TASK INSTRUCTIONS
Continue the conclusion below on differences among blood gas instrument models, beginning after its final sentence.

-- DOCUMENT SEGMENT follows --

Patterns of Dissimilarities Among Instrument Models in Measuring Po2, Pco2, and pH in Blood Gas Laboratories: Conclusion

28 Apr

The finding that models of the same manufacturer usually differ significantly from each other for two or more analytes (Table 2) initially was surprising to us. However, these model differences are likely due to continuing improvements in analyzer geometry, calibration and flushing techniques, temperature control, electronic signal modification, and other unknown factors. Manufacturers can be expected to continue to upgrade and introduce new instrument models, in order to decrease inaccuracy, decrease imprecision, decrease sample size, decrease instrument and technician errors, increase speed of analysis, and improve ease of quality control. Such improvements may have increased the quality and ease of blood gas and pH measurements, but currently significant differences between models and between manufacturers continue.
Clinical Importance of These Findings
How important are these model differences in research or clinical practice? The difference between models often exceeds twice the standard deviation (SD) of a single model, and especially the SD of a single instrument. (The average SDs for the 20 models at all participating laboratories at the three analyte levels are 2.5 mm Hg for Po2, 1.3 mm Hg for Pco2, and 0.008 for pH; historically SDs are even less for individual instruments.) In research, it is obviously unwise for an investigator to shift between models without first ascertaining their comparability. In clinical practice, the answer to relevance depends on whether one is distinguishing between normality and abnormality, defining the degree of abnormality, or making changes in therapy. Expressed on an absolute basis by referring to Table 4, numerically higher measures are most likely and middle measures are least likely to be affected by model differences; expressed on a percentage basis, both low Po2 and Pco2 values are most likely to be affected by model differences. It would be comforting, but unwise, to ignore these model differences. Differences in or unrecognized alterations in laboratory instrumentation could importantly influence clinical decisions regarding the following: the presence of degree of impaired oxygenation in disability evaluation; the necessity for oxygen supplementation; and the management of respiratory failure or severe respiratory alkalosis.

-- DOCUMENT SEGMENT concluded --
-- DATA EXTRACTS follows --

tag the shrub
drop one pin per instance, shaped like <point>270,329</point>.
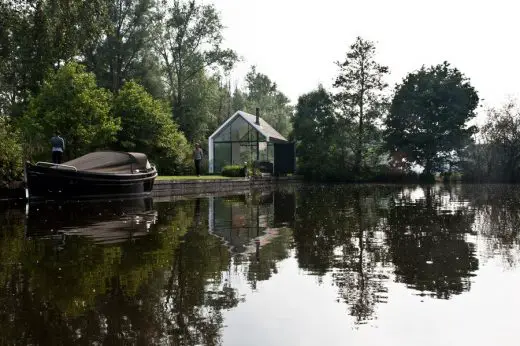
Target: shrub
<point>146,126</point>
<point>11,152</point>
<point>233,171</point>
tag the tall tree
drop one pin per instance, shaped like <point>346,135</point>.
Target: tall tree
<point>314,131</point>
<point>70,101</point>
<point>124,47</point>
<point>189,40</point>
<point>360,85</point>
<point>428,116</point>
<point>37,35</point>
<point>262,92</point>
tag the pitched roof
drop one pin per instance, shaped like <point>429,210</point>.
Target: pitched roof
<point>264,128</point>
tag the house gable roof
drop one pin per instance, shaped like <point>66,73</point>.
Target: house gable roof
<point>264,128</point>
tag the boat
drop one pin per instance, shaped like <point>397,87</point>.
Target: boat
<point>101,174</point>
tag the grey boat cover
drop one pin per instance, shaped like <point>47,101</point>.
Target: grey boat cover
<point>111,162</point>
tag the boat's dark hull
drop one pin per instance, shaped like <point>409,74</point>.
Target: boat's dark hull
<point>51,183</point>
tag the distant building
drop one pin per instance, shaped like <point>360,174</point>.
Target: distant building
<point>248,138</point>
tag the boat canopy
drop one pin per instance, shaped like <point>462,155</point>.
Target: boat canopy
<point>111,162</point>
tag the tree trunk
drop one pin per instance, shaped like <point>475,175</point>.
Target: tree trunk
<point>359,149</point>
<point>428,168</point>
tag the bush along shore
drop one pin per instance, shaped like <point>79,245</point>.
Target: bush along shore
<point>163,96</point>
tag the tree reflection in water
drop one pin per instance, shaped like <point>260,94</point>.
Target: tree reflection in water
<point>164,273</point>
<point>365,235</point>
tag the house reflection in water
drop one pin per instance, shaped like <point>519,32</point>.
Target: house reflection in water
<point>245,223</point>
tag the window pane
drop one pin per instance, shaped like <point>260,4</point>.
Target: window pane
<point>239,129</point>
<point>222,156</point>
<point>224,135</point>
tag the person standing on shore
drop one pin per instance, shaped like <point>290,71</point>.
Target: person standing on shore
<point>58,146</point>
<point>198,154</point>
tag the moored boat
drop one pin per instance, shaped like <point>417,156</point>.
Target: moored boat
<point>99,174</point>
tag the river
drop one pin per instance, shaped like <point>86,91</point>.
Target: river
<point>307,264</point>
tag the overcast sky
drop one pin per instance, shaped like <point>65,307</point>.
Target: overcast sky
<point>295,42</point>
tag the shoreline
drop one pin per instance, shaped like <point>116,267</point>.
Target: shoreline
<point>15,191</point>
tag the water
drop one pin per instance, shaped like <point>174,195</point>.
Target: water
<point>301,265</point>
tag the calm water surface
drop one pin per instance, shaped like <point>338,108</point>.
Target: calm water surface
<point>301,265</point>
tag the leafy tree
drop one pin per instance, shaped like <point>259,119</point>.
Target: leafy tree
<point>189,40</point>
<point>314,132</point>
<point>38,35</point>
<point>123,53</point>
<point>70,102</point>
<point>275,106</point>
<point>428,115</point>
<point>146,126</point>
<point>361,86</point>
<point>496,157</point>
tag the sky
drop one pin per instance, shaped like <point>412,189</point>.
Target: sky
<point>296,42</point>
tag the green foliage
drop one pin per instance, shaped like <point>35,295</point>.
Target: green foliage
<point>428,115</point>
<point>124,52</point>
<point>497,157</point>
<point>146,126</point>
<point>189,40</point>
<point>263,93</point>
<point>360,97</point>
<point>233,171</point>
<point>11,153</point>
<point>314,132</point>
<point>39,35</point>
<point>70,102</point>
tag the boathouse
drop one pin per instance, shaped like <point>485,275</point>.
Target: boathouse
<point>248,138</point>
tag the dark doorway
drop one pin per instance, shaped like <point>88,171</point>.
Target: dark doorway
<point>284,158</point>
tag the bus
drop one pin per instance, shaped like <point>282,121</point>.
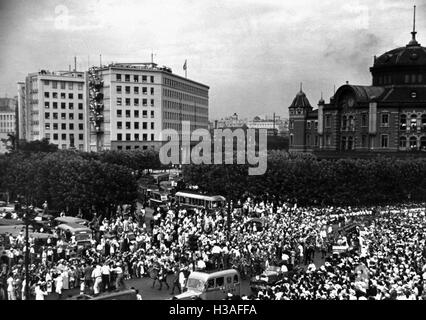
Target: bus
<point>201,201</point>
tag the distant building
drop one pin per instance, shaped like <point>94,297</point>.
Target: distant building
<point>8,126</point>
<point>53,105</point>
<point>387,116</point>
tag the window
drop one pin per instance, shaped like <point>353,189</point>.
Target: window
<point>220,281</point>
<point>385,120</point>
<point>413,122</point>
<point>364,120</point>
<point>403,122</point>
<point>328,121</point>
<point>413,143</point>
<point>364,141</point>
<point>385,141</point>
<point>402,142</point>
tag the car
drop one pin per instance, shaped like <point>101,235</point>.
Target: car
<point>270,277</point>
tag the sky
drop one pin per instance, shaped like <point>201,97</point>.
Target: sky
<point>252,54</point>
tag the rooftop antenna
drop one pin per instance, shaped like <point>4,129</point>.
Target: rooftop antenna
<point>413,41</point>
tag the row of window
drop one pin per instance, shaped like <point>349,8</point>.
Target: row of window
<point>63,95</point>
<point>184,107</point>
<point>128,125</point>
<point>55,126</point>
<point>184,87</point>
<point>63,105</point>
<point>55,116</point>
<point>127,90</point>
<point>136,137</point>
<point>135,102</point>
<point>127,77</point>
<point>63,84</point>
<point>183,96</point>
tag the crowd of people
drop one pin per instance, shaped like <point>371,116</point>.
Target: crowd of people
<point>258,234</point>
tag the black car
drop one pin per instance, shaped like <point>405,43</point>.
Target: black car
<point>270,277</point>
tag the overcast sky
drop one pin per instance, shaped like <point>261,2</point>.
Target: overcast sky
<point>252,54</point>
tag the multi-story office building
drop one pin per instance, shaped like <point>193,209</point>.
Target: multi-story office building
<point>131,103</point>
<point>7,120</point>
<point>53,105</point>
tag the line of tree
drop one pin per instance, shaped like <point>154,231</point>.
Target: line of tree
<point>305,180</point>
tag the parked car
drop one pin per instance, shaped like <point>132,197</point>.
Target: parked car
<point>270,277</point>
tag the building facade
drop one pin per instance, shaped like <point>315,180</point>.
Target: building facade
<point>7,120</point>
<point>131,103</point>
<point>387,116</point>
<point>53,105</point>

-- DATA EXTRACTS concluded --

OUTPUT OF THE TASK
These manufacturer and model differences suggest that laboratory directors should consider the similarities and differences between models when reporting data and also when retiring older instruments and adding new instruments to their laboratories. When doing so, the laboratory director can find specific information on probable model differences by examining the complete reports of their recent proficiency testing surveys. Otherwise clinicians may be misled by the values they receive in the same institution from different instruments.